Determine the count of lines in the data below that include the word "painted", and give nothing besides it.

====== Input data ======

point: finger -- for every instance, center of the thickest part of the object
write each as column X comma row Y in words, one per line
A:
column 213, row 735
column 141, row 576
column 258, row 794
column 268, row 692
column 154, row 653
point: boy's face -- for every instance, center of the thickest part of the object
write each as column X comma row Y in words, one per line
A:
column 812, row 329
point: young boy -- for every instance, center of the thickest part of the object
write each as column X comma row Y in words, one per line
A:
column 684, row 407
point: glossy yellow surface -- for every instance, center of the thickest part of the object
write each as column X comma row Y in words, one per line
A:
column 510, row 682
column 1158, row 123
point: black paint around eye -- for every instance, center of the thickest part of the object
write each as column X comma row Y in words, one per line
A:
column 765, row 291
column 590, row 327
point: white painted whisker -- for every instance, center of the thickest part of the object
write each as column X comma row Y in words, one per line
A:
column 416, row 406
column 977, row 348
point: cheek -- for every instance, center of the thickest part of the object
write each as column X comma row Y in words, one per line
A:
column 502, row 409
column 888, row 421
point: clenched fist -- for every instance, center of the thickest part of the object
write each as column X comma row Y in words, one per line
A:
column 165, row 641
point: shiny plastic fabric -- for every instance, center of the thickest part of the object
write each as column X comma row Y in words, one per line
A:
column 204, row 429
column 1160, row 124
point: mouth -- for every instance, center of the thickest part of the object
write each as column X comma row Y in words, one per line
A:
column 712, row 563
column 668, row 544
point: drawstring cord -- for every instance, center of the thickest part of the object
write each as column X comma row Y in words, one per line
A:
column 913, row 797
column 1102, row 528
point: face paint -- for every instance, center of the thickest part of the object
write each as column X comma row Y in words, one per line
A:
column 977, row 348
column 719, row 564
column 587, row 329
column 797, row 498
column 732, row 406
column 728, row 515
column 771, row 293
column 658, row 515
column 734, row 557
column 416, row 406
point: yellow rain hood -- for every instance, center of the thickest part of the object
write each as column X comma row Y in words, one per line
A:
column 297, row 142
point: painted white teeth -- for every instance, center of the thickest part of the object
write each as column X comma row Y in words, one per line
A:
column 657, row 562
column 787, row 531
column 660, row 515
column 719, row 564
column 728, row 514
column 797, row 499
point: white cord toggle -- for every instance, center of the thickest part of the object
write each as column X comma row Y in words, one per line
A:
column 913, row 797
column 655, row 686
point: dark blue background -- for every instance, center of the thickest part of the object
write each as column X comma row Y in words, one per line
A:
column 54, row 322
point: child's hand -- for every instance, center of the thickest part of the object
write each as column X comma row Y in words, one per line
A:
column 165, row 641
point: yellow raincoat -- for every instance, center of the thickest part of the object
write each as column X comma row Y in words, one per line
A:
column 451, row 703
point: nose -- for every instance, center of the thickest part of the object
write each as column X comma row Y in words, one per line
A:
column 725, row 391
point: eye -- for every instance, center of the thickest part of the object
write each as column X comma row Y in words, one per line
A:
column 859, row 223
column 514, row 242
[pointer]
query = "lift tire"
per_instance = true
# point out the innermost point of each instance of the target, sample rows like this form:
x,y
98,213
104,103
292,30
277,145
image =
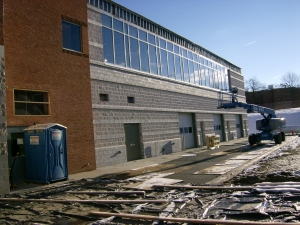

======

Your response
2